[begin PASSAGE SHOWN]
Re: [-empyre-] C. S. Peirce and Code
Roman,
I agree with you that it is an electronic simulation.
It is possible that the inconsequent metaphor between page and screen
conceals this situation. But it also denotes a vocabulary gap that
creates false parallel ideas such as web and site, and indicates a
weakness in the field of digital culture criticism.
As a matter of fact, those false parallels and synonyms suppress the
most interesting possibility of on-line writing: it celebrates the
loss of inscription by removing all traces of the acts of erasure.
By doing so, digital culture points to a new authorship condition: one
that faces the novelty of the contemporary phenomena of
second-generation originals.
A phenomenon that is more than a simple consequence of the ontological
nature of digital data, given that informatics is a technology of
cloning, of the duplication of code.
Digital texts and images are unlinked to the support. Save it in
another medium. There is not any difference between the original and
the copy. There are no originals, nor copies. Just information code.
The here-and-now of authenticity, the artwork's "aura", as put by
Walter Benjamin, does not fit digital culture production.
In spite of being identical resettings of the same informative code,
they are not identical in experience, and this is the fascinating
aspect of clone logic: the possibility of being identical on being
different.
Images have left their imago>imitare condition. They have suppressed
their etymological essence. They have become second-hand originals.
Texts, in turn, are now closer to their primitive Latin meaning:
"texere", or to weave, since they are more and more an edited or
amended copy of another work, triggering a relational quality that
fuzzes the limits between image and text.
On-line data (whether texts, images or sounds) are visible if they are
described by texts which indicate their location in a domain,
rendering them recognizable by a Uniform Resource Locator, which is a
type of Uniform Resource Identifier (URI).
Texts are places, and all those places – actually non-places which we
call sites– are constructed to be transmitted and conceived within a
specific downloading time.
This means that space is a matter of text and seeing is a matter of
writing. And both are a matter of weight.
It is really strange that any file on the web seems to be only
surface. The very screen/page metaphor reinforces this statement,
dissimulating that which implodes the notion of volume and
horizontality of the line.
gb
2005/10/17, Roman Danylak <rdanylak@it.uts.edu.au>:
> Well Giselle, yes I am reading a "page", maybe an electronic simulation -
> but it is an analogue of a page and without the analogue version I cannot
> do what I am doing as a learnt process. The machine of the book still
> predominates in alphabetic writing and reading.
>
> As to tracking, that I believe is a residual; art forms are tracks of
> creative processes that is they are residuals of conscious sensations. Just
> that with digital writing tools are far more accessible and essay to use,
> similar to difference between piano and violin; the piano is more of a
> machine and therefore produces results more quickly. The violin is more
> archaic.
>
> It is an "E-MAIL" which you read - electronic mail: we still couldn't get
> past the old paper envelope.
[end PASSAGE SHOWN]
[begin ROWS]
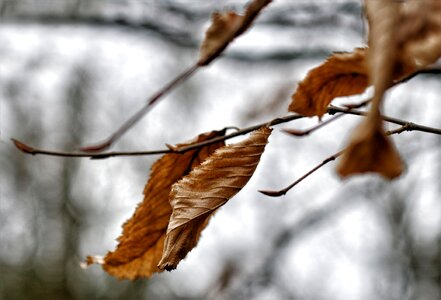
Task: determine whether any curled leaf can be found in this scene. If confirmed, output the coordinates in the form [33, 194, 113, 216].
[288, 48, 368, 117]
[158, 127, 271, 270]
[337, 113, 403, 179]
[86, 130, 225, 279]
[396, 0, 441, 68]
[198, 0, 272, 66]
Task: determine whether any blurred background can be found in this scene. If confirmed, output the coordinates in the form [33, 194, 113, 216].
[0, 0, 441, 300]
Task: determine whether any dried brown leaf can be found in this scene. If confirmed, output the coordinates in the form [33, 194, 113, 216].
[288, 48, 368, 117]
[198, 0, 272, 66]
[396, 0, 441, 68]
[337, 117, 403, 179]
[159, 127, 271, 270]
[87, 130, 225, 279]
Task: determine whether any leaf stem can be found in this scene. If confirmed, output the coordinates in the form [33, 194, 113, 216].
[259, 120, 441, 197]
[end ROWS]
> **EXERCISE 1**:
Answer these questions about the message:
(a) What kind of technology does it call informatics?
(b) Which Latin word does it say texts are now closer to, and what does that word mean?
(c) In the quoted reply, which instrument is described as more archaic?
> **EXERCISE 2**: Rewrite the rows, starting with the line containing "Task: determine whether any blurred" and going on through the end of the rows. Replace "scene" with "image" and leave everything else unchanged.

> **FINISHED ANSWER 1**:
(a) A technology of cloning, of the duplication of code.
(b) "Texere," meaning to weave.
(c) The violin.

> **FINISHED ANSWER 2**:
Task: determine whether any blurred background can be found in this image. If confirmed, output the coordinates in the form [33, 194, 113, 216].
[0, 0, 441, 300]
Task: determine whether any dried brown leaf can be found in this image. If confirmed, output the coordinates in the form [33, 194, 113, 216].
[288, 48, 368, 117]
[198, 0, 272, 66]
[396, 0, 441, 68]
[337, 117, 403, 179]
[159, 127, 271, 270]
[87, 130, 225, 279]
Task: determine whether any leaf stem can be found in this image. If confirmed, output the coordinates in the form [33, 194, 113, 216].
[259, 120, 441, 197]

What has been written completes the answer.